→ Source data:
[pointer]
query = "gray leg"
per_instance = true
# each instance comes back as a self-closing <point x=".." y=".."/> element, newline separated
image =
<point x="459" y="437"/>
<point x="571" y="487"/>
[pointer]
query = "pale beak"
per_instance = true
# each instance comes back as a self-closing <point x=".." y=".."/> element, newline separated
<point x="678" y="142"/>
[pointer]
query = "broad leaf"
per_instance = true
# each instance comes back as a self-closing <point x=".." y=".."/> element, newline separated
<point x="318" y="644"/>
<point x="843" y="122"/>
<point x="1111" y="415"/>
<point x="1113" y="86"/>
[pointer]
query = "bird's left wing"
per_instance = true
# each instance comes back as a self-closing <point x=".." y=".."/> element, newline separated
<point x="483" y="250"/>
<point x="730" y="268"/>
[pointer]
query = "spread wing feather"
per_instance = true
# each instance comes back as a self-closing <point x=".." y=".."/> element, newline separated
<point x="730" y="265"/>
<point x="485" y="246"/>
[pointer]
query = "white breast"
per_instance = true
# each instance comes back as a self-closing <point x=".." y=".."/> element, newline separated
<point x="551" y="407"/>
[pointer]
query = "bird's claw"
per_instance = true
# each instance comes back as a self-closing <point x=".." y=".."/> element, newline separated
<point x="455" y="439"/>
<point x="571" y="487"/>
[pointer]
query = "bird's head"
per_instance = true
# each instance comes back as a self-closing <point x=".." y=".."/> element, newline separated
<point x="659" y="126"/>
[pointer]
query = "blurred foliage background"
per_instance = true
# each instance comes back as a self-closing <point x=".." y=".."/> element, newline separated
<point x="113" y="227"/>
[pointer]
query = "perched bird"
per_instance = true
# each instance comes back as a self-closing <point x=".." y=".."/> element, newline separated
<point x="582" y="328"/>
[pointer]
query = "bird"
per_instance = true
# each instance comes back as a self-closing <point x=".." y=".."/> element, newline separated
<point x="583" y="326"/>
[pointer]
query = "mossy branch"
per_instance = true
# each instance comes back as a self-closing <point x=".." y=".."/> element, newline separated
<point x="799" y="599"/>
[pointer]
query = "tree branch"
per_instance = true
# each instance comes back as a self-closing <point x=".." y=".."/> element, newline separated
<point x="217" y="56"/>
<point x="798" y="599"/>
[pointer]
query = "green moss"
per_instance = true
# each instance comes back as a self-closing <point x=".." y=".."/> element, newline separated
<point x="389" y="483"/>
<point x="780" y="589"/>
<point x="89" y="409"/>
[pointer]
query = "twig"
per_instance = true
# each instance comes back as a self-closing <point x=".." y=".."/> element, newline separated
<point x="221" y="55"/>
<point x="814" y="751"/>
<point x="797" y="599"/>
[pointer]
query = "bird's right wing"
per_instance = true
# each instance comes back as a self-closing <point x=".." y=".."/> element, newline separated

→ What the task asks: Check each line of the material above for "bird" and say how many lines contain it, giving the number alone.

→ Output of the task: 6